MSCHF Highlights the Absurdities of Modern Consumerism—and Makes Money Doing It
An ice cream truck selling $10 popsicles in the shape of Zuckerberg, Bezos, and Musk’s multibillion-dollar visages. A service delivering A.I.-generated foot images with Magritte undertones. A $1,000 chimera of extracurricular participation trophies made for Tiffany’s. These high-concept pranks are the sort of off-kilter creations one can expect from the Brooklyn-based outfit MSCHF, a start-up accelerator of absurd and attention-grabbing stunts.
Founded in 2016 by former Buzzfeed employee Gabriel Whaley, who before leaving Buzzfeed was part of a now-defunct team there dedicated to creating experiences and telling stories in different formats, MSCHF is a seemingly indefinable operation (more on that in a minute). Creating novel experiences across mediums has carried over to Whaley’s new creation, which quickly built its name through a series of viral “drops.” The first breakout? “Jesus Shoes,” a pair of Nike Air Max 97’s customized with a frankincense scent and infused with “holy water.” (a release was done without Nike’s blessing.) This, naturally, was followed shortly thereafter by “Satan Shoes,” made in collaboration with Lil Nas X and containing a drop of human blood in each pair. The latter sold its 666 pairs out in minutes and this time led to a lawsuit from Nike (which certainly hasn’t done anything to keep the pairs from being resold for thousands online).
What MSCHF is exactly can be difficult to pin down (the organization’s LinkedIn profile lists it as “Dairy Product Manufacturing”). In an interview on the Prehype podcast, Whaley described the company as an “attention and fame machine.” It can be roughly understood as a V.C.-backed collective of artists dropping products semi-regularly that vary wildly across mediums, but for the most part poke fun at capitalist consumption while simultaneously enabling it.

Data listing:
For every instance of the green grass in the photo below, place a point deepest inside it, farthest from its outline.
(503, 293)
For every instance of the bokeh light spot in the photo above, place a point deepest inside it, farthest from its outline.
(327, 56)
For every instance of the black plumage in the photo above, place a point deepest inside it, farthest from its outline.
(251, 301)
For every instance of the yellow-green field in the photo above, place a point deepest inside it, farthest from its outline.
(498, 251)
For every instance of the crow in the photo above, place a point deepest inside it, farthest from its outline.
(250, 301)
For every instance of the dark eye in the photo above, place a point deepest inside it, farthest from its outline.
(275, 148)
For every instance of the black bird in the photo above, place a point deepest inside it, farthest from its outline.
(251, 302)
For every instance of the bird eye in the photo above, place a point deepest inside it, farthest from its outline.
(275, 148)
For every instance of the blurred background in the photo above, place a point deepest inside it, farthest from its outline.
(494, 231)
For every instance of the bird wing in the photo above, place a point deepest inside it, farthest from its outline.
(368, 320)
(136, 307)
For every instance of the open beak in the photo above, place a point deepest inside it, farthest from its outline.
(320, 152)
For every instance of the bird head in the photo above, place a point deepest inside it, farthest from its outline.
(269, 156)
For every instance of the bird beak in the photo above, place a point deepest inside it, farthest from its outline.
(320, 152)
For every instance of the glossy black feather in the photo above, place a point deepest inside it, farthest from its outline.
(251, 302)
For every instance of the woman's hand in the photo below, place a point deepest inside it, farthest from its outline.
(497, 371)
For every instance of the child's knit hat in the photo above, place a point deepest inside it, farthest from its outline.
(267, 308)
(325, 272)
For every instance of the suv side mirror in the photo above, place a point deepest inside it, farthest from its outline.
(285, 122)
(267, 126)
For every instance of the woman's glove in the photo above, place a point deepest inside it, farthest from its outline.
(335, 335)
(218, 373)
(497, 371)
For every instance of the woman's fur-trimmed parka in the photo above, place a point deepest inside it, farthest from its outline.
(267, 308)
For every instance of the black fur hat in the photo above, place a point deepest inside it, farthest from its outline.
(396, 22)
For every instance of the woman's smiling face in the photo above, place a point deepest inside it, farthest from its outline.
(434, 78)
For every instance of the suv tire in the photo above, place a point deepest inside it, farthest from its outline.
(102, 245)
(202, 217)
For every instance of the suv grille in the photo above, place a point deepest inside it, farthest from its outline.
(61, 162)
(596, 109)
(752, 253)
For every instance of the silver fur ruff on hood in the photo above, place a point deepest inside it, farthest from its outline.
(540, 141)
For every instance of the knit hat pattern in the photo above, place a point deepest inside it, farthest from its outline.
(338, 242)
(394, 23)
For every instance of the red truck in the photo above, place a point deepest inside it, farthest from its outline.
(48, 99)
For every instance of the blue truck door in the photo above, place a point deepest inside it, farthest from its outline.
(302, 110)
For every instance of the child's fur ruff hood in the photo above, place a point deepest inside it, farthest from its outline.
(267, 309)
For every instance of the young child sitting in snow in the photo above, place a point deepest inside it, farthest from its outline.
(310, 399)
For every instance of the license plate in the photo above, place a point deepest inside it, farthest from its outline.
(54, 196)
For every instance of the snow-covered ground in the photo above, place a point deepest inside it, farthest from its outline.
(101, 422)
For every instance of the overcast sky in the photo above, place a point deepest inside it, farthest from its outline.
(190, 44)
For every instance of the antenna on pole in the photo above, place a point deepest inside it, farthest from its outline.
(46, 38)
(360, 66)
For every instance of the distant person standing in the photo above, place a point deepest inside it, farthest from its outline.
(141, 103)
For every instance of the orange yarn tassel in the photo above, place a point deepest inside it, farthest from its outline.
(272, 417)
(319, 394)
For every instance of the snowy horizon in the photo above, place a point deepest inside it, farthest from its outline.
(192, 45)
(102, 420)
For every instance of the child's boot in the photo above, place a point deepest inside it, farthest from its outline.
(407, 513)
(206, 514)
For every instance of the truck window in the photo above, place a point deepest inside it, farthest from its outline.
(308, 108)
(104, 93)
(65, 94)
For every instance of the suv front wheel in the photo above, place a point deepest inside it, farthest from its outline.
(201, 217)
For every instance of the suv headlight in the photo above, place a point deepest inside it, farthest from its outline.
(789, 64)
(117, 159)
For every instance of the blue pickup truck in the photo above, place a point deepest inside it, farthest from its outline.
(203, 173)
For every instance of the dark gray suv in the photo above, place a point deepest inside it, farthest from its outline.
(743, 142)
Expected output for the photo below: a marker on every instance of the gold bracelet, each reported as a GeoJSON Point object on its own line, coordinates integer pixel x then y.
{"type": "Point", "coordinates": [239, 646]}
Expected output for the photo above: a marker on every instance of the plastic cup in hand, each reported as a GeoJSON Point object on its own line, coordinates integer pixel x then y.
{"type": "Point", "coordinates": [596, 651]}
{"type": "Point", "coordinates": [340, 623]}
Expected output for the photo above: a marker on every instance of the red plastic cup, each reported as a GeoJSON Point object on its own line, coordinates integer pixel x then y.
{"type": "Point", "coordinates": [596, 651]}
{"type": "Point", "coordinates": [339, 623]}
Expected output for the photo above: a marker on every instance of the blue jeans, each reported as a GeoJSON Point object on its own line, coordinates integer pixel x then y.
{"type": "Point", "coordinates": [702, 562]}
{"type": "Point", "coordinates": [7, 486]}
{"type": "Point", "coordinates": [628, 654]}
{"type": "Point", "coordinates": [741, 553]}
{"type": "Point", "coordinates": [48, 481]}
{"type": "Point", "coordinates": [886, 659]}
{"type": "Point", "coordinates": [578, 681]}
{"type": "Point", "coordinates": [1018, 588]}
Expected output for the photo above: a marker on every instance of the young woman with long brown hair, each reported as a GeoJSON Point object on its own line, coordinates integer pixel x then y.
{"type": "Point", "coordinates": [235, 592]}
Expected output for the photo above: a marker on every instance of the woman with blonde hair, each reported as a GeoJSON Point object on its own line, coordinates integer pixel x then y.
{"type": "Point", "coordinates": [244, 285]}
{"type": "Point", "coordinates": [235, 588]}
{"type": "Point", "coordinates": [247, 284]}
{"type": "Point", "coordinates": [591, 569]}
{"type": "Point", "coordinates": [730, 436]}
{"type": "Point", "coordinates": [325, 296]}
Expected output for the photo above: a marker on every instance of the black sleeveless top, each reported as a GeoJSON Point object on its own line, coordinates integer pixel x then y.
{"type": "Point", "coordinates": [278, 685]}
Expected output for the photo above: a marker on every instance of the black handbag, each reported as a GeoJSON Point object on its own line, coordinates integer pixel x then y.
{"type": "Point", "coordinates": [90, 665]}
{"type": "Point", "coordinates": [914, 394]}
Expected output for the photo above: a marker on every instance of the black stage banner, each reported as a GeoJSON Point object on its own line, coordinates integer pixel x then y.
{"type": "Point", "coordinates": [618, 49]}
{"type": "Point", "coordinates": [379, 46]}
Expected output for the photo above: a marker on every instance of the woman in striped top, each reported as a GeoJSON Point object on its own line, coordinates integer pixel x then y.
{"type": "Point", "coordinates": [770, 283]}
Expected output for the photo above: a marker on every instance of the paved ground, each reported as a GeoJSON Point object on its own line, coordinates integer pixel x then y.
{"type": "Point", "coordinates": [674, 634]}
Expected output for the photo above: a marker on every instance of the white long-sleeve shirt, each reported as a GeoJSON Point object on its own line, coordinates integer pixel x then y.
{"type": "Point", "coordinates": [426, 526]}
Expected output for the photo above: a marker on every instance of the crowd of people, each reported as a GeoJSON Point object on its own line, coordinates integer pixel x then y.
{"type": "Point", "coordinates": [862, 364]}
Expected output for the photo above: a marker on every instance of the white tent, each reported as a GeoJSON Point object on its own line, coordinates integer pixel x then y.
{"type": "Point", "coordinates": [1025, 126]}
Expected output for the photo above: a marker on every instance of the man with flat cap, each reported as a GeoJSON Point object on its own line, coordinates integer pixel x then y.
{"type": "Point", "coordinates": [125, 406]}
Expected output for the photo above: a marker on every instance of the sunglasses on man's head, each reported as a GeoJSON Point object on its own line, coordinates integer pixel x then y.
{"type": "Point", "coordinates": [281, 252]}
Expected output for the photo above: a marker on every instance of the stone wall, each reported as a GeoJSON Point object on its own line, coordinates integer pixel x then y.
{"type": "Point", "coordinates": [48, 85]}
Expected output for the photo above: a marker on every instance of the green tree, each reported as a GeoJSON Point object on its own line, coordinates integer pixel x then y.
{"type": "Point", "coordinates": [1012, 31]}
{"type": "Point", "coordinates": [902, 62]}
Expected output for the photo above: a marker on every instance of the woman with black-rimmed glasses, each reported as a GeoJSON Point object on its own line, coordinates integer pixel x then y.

What is being asked: Pick up the article on MSCHF after its last paragraph and keep writing it.

Answer for this exercise:
How irony-drenched the products are changes from drop to drop. Sometimes—as with its T-shirts that display how much they cost—its products clearly have, if not outright contempt, certainly a sense of humor about their inevitable owners. Other times, MSCHF does something like turn medical bills into paintings, priced at each bill’s respective total and sold to clear the recipient’s medical debt, which, while still making fun of the ill-defined logic of pricing modern art, comes with much less of an acidic bite and verges on the altruistic.
“I’ve always been addicted to trolling people online in a healthy, positive, uplifting manner,” Whaley says in the Prehype interview. Where MSCHF’s creations fall on the line between trolling and consciousness raising may vary, but they’ve undeniably managed to succeed in capturing a spectacular amount of attention and money wherever they land—and all without anything more than clever ideas, word of mouth, and media attention.
A particularly remarkable thing about MSCHF is, once again, how well it plays ball with the very consumer culture it mocks. On the one hand, stunts like cutting all of the dots out of a Damien Hirsch painting and selling them all individually to gross a profit eight times that of the original $30,000 purchase could make one groan at the seeming wastefulness of it all. On the other hand, it’s at least a wastefulness too transparent not to have some awareness of it itself. If we’re doomed to merely accepting as a truism that all consumption under late-stage capitalism is unethical, there are worse ways to use what little agency we have than showing that it’s absurd as well.